## WHAT YOU HAVE TO DO
Pull out each line in the rows below that contains the word "marking".

## GIVEN DATA

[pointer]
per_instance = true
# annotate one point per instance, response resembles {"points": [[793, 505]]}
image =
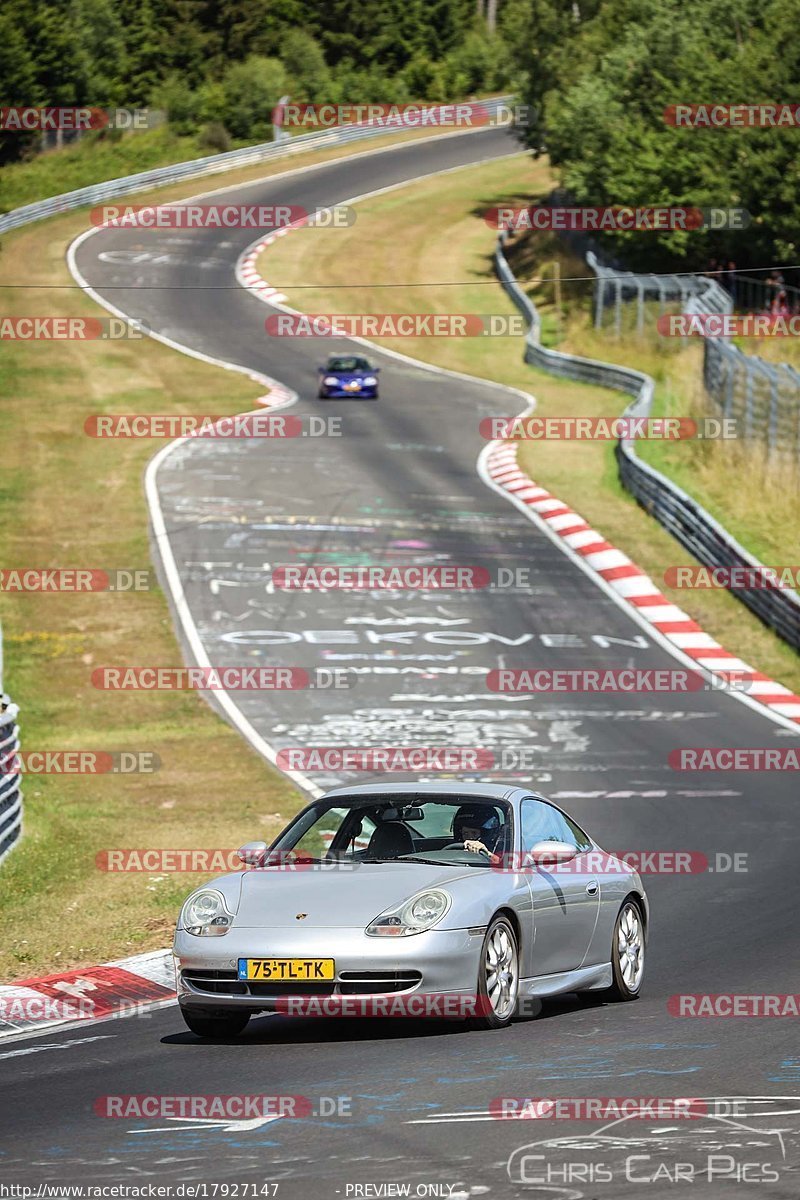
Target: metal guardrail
{"points": [[11, 797], [196, 168], [673, 508], [762, 397]]}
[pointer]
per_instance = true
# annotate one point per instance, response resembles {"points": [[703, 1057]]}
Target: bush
{"points": [[306, 69], [251, 90], [180, 103]]}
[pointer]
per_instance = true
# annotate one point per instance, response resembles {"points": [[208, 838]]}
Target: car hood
{"points": [[336, 897]]}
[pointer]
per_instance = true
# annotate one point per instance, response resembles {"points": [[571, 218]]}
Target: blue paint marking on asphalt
{"points": [[788, 1072]]}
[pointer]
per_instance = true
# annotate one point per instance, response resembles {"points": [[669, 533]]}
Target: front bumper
{"points": [[341, 394], [434, 963]]}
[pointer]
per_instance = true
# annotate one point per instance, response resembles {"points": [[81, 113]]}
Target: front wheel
{"points": [[215, 1025], [498, 977], [627, 953]]}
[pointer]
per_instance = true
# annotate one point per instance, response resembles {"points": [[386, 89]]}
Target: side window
{"points": [[542, 822]]}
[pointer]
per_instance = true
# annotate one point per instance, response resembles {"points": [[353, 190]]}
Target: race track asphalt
{"points": [[402, 479]]}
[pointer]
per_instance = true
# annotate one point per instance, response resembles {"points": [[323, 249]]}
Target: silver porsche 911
{"points": [[389, 898]]}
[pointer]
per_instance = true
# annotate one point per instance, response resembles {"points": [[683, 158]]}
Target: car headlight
{"points": [[205, 915], [421, 912]]}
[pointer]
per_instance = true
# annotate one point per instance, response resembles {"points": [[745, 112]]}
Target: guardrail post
{"points": [[771, 438], [600, 299]]}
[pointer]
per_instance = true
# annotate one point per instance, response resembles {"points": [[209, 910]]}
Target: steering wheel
{"points": [[461, 845]]}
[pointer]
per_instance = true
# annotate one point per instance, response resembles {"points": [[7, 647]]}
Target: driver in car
{"points": [[477, 827]]}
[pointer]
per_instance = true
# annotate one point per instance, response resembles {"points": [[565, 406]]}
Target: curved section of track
{"points": [[402, 479]]}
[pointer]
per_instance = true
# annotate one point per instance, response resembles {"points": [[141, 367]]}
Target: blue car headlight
{"points": [[205, 915], [414, 916]]}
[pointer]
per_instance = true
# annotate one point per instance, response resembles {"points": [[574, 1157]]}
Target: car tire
{"points": [[215, 1025], [627, 953], [500, 947]]}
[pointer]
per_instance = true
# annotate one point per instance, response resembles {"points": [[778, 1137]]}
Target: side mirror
{"points": [[551, 853], [252, 852]]}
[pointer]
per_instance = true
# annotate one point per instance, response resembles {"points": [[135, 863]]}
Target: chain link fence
{"points": [[247, 156], [762, 397]]}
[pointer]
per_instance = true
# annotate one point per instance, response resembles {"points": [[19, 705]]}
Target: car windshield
{"points": [[348, 364], [447, 831]]}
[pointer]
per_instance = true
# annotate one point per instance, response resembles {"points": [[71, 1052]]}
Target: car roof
{"points": [[438, 787]]}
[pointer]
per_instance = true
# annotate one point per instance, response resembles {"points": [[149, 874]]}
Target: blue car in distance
{"points": [[348, 377]]}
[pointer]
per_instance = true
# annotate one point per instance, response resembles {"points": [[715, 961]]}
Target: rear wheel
{"points": [[627, 953], [498, 976], [215, 1025]]}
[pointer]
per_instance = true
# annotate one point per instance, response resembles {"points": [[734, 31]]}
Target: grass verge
{"points": [[457, 247]]}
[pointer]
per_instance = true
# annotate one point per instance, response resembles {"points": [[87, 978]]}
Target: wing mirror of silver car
{"points": [[252, 852], [551, 853]]}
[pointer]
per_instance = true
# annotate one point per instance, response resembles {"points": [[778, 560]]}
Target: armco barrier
{"points": [[246, 156], [673, 508]]}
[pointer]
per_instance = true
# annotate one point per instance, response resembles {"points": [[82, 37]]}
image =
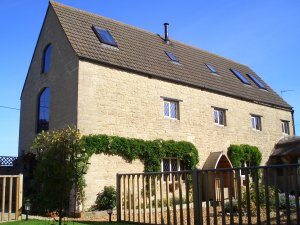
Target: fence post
{"points": [[118, 198], [20, 203], [196, 198]]}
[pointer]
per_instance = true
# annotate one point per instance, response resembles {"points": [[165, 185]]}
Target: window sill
{"points": [[255, 130], [172, 119]]}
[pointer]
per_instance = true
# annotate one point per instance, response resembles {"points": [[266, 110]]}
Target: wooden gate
{"points": [[252, 195], [11, 190]]}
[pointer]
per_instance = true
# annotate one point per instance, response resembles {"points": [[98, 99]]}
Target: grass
{"points": [[43, 222]]}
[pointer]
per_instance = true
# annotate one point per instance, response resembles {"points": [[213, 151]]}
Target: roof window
{"points": [[256, 81], [172, 56], [104, 36], [240, 76], [211, 68]]}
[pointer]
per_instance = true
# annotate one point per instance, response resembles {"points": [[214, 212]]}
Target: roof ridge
{"points": [[140, 29], [206, 51], [102, 17]]}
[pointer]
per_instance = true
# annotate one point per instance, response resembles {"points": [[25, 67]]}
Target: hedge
{"points": [[150, 152], [244, 153]]}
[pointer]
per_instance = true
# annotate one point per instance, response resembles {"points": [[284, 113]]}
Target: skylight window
{"points": [[240, 76], [257, 82], [104, 36], [211, 68], [172, 56]]}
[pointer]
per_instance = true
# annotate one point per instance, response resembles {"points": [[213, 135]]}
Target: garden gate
{"points": [[11, 188], [252, 195]]}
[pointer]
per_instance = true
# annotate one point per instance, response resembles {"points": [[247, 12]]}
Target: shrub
{"points": [[261, 197], [244, 153], [234, 206], [283, 203], [150, 152], [106, 198]]}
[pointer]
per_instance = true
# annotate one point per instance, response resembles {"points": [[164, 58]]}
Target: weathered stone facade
{"points": [[115, 102], [62, 80], [99, 99]]}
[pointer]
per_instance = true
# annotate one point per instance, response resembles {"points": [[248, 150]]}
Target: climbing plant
{"points": [[61, 164], [244, 153], [150, 152]]}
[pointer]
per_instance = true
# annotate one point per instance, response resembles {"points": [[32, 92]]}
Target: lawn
{"points": [[43, 222]]}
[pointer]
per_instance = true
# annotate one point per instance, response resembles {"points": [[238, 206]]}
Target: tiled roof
{"points": [[144, 52]]}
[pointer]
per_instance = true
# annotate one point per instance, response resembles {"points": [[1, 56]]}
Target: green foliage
{"points": [[234, 206], [61, 164], [106, 198], [283, 204], [244, 153], [150, 152]]}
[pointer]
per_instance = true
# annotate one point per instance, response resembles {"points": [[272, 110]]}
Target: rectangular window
{"points": [[285, 127], [211, 68], [172, 56], [256, 122], [104, 36], [219, 117], [171, 165], [171, 109], [240, 76]]}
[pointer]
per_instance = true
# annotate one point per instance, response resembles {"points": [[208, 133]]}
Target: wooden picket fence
{"points": [[253, 195], [11, 189]]}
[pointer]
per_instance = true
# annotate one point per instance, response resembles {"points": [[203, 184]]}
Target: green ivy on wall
{"points": [[149, 152], [244, 153]]}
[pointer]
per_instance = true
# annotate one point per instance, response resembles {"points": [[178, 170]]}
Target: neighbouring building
{"points": [[106, 77]]}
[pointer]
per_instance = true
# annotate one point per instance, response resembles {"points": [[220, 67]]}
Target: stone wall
{"points": [[116, 102], [102, 172]]}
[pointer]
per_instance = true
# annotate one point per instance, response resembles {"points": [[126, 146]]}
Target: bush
{"points": [[283, 203], [106, 198], [244, 153], [149, 152], [261, 197], [234, 206]]}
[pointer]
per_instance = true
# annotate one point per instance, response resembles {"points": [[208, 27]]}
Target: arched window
{"points": [[47, 59], [43, 111]]}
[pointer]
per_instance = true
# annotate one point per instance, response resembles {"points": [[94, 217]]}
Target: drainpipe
{"points": [[293, 121], [166, 33]]}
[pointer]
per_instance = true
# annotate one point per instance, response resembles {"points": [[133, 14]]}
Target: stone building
{"points": [[106, 77]]}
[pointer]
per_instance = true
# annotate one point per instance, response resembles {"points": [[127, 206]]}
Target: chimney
{"points": [[166, 33]]}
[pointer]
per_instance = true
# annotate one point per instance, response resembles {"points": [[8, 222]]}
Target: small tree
{"points": [[106, 198], [61, 164]]}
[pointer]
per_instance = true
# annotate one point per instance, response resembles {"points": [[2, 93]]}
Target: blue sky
{"points": [[264, 35]]}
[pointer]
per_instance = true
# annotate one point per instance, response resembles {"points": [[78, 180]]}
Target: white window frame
{"points": [[217, 112], [255, 119], [244, 164], [170, 166], [285, 127], [170, 102]]}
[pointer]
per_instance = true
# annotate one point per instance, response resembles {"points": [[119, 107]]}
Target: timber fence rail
{"points": [[252, 195], [11, 189]]}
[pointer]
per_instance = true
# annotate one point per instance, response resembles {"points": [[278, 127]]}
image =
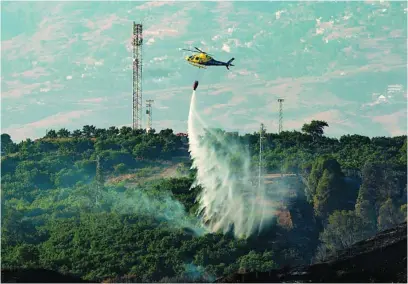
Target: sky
{"points": [[69, 64]]}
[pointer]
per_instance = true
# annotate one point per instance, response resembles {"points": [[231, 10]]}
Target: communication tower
{"points": [[280, 115], [149, 114], [137, 75], [261, 137]]}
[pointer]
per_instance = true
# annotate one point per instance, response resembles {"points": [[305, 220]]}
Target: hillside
{"points": [[118, 204], [382, 258]]}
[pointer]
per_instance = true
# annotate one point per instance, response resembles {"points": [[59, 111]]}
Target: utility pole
{"points": [[99, 180], [137, 75], [280, 115], [149, 114]]}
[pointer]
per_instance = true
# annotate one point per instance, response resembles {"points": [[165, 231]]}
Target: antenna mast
{"points": [[137, 75], [149, 114], [280, 115], [261, 133]]}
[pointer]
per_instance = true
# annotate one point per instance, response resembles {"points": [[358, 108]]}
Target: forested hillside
{"points": [[103, 204]]}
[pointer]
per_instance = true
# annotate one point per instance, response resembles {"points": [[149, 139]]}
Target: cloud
{"points": [[377, 100], [150, 5], [16, 89], [226, 48], [34, 73], [92, 100], [392, 122]]}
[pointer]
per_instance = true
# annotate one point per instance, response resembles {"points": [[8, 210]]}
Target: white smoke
{"points": [[230, 196]]}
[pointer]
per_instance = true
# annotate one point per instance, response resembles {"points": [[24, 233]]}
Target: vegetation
{"points": [[91, 203]]}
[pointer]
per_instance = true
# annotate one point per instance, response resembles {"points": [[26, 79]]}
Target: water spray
{"points": [[229, 199]]}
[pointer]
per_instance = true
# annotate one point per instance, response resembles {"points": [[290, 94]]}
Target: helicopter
{"points": [[203, 59]]}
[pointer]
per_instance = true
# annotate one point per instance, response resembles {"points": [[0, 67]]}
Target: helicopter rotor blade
{"points": [[199, 49], [188, 50], [202, 51]]}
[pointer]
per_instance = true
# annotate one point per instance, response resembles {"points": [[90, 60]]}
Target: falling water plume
{"points": [[230, 197]]}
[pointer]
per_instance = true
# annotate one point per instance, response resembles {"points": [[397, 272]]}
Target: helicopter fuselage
{"points": [[202, 59]]}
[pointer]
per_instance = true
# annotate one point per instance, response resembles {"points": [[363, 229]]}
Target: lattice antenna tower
{"points": [[137, 75], [280, 115], [260, 164], [149, 114]]}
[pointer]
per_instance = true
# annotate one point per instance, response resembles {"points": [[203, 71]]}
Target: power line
{"points": [[280, 115], [137, 75]]}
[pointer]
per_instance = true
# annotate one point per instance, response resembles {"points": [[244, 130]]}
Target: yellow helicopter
{"points": [[203, 59]]}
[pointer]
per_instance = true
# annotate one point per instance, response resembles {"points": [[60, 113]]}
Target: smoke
{"points": [[160, 205], [232, 197]]}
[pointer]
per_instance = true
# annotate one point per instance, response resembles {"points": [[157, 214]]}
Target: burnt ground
{"points": [[37, 275], [382, 258]]}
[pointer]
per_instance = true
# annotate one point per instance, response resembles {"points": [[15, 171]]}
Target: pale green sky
{"points": [[67, 64]]}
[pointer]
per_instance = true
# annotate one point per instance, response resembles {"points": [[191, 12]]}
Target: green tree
{"points": [[51, 134], [77, 133], [315, 128], [7, 145], [258, 262], [389, 215], [330, 194], [63, 133], [343, 230]]}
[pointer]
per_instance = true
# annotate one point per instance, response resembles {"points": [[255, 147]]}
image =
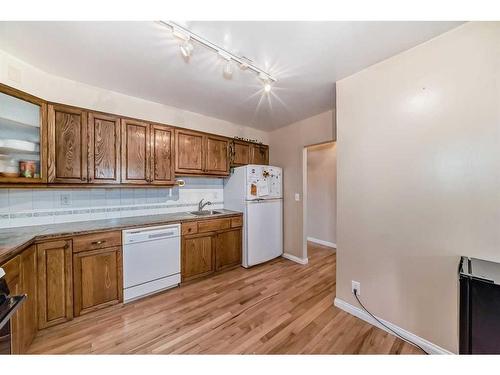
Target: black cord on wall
{"points": [[395, 333]]}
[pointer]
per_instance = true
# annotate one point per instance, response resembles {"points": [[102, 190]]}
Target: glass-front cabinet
{"points": [[22, 155]]}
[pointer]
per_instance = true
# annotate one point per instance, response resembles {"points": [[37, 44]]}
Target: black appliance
{"points": [[8, 306], [479, 306]]}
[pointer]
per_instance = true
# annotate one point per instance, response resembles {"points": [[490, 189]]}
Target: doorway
{"points": [[320, 196]]}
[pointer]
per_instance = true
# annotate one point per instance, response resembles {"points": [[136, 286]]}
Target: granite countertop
{"points": [[14, 240]]}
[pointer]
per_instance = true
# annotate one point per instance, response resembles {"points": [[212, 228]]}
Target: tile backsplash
{"points": [[20, 207]]}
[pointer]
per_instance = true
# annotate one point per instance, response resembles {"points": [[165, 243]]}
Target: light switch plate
{"points": [[356, 285]]}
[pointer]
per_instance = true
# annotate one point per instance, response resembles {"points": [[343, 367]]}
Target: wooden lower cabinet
{"points": [[28, 312], [55, 282], [21, 279], [197, 256], [228, 249], [216, 246], [97, 279]]}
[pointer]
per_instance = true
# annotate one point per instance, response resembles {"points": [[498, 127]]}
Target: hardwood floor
{"points": [[277, 308]]}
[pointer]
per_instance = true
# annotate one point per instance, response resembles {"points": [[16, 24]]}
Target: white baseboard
{"points": [[295, 259], [321, 242], [428, 346]]}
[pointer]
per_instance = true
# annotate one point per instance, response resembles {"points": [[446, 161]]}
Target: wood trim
{"points": [[92, 116]]}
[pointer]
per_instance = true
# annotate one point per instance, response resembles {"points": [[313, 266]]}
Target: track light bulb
{"points": [[227, 70]]}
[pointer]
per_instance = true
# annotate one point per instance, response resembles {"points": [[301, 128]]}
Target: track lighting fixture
{"points": [[186, 49], [266, 80], [186, 38]]}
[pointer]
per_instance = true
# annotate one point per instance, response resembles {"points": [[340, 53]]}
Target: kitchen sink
{"points": [[205, 213]]}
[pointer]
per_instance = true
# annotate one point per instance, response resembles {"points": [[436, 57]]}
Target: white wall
{"points": [[286, 150], [322, 193], [418, 153], [23, 76]]}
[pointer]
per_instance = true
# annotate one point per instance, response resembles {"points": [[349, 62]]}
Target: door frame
{"points": [[304, 194]]}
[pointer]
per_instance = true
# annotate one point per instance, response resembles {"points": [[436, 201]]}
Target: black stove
{"points": [[8, 306]]}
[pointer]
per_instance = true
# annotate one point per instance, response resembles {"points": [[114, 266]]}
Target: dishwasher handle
{"points": [[150, 234]]}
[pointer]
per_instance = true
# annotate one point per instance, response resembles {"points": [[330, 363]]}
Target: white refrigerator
{"points": [[257, 191]]}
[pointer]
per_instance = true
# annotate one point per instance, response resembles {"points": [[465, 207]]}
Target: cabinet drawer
{"points": [[236, 222], [96, 241], [189, 228], [213, 225]]}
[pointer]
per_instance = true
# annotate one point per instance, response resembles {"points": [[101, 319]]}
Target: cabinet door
{"points": [[28, 311], [189, 152], [12, 277], [217, 161], [103, 149], [259, 154], [162, 161], [197, 256], [240, 153], [21, 279], [23, 117], [135, 152], [97, 279], [55, 285], [228, 249], [67, 144]]}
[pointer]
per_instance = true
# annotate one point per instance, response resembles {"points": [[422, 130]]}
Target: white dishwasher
{"points": [[151, 260]]}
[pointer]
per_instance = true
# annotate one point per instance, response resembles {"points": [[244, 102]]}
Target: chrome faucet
{"points": [[201, 205]]}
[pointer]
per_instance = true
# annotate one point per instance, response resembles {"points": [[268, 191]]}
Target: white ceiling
{"points": [[142, 59]]}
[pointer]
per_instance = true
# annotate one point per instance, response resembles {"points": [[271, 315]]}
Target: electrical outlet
{"points": [[65, 200], [356, 285]]}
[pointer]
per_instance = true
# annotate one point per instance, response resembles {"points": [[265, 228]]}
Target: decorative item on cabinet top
{"points": [[74, 146]]}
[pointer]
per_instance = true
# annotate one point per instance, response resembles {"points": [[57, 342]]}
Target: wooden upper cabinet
{"points": [[201, 154], [135, 152], [259, 154], [189, 152], [55, 282], [217, 160], [103, 148], [162, 160], [67, 144], [23, 117], [240, 153]]}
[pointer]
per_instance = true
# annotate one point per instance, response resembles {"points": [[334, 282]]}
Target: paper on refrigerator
{"points": [[262, 188]]}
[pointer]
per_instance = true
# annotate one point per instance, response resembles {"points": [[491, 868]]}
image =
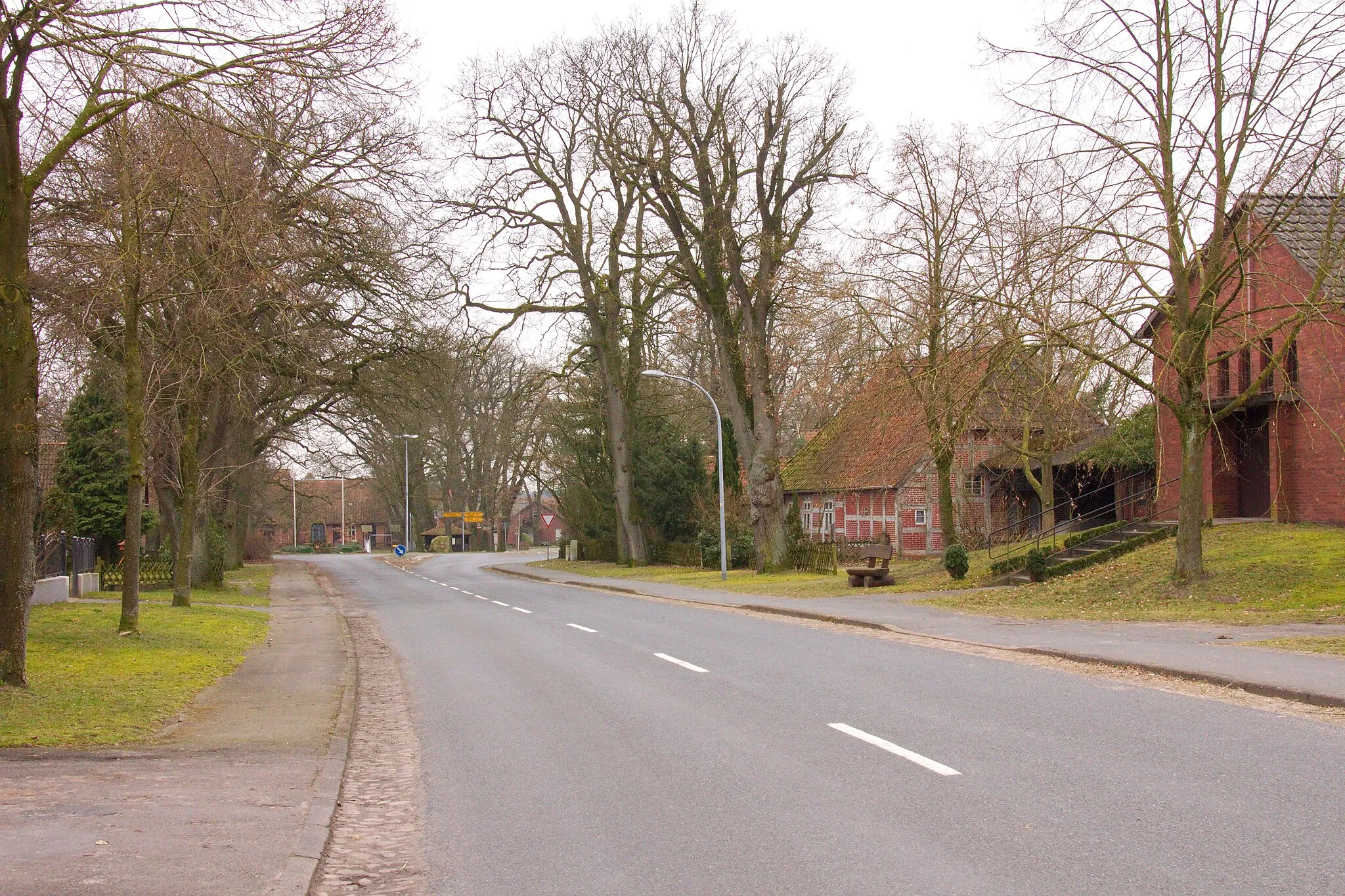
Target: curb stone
{"points": [[296, 875], [1223, 681]]}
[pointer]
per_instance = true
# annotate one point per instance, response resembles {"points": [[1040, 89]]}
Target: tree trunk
{"points": [[766, 490], [135, 399], [631, 545], [136, 467], [188, 477], [18, 413], [947, 515], [1191, 511]]}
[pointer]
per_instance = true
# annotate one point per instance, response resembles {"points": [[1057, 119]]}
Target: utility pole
{"points": [[718, 436]]}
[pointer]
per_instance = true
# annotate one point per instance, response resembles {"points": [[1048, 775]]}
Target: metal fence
{"points": [[61, 554]]}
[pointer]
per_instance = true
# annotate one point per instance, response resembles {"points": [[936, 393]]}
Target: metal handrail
{"points": [[1069, 522]]}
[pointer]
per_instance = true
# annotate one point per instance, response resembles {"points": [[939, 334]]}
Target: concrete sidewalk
{"points": [[1191, 651], [233, 797]]}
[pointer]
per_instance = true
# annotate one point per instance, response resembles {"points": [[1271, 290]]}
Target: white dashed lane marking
{"points": [[681, 662], [938, 767]]}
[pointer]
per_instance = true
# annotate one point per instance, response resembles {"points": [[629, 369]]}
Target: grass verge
{"points": [[248, 586], [92, 688], [912, 575], [1258, 574], [1302, 645]]}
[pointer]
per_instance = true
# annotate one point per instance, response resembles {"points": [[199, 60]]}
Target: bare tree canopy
{"points": [[1192, 131]]}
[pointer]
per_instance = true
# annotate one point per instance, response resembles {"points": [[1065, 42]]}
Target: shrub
{"points": [[256, 548], [1036, 565], [956, 561]]}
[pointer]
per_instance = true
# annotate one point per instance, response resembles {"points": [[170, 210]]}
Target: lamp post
{"points": [[407, 484], [718, 438]]}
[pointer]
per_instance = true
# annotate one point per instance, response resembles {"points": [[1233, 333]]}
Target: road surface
{"points": [[577, 742]]}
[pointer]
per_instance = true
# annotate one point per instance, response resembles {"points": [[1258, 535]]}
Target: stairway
{"points": [[1091, 545]]}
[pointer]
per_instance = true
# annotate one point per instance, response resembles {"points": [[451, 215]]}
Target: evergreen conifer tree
{"points": [[92, 469]]}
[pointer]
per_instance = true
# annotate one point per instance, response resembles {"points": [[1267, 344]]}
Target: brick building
{"points": [[1281, 456], [319, 509], [868, 472]]}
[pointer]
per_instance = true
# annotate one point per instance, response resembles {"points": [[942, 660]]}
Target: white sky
{"points": [[908, 58]]}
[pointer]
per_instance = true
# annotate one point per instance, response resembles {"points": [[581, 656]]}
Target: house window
{"points": [[1268, 362]]}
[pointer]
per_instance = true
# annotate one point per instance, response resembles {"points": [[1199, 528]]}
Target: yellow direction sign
{"points": [[471, 516]]}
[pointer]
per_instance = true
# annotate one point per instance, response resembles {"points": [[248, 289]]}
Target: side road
{"points": [[233, 797], [1188, 651]]}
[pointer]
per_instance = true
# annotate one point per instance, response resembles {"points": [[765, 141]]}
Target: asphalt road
{"points": [[576, 742]]}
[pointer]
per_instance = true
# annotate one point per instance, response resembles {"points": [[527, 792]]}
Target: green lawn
{"points": [[1305, 645], [911, 575], [1258, 574], [249, 587], [92, 688]]}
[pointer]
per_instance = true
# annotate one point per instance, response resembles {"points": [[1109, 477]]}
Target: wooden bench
{"points": [[872, 575]]}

## RESULT OF THIS TASK
Target: blue paint marking on asphalt
Target: white dashed lane marking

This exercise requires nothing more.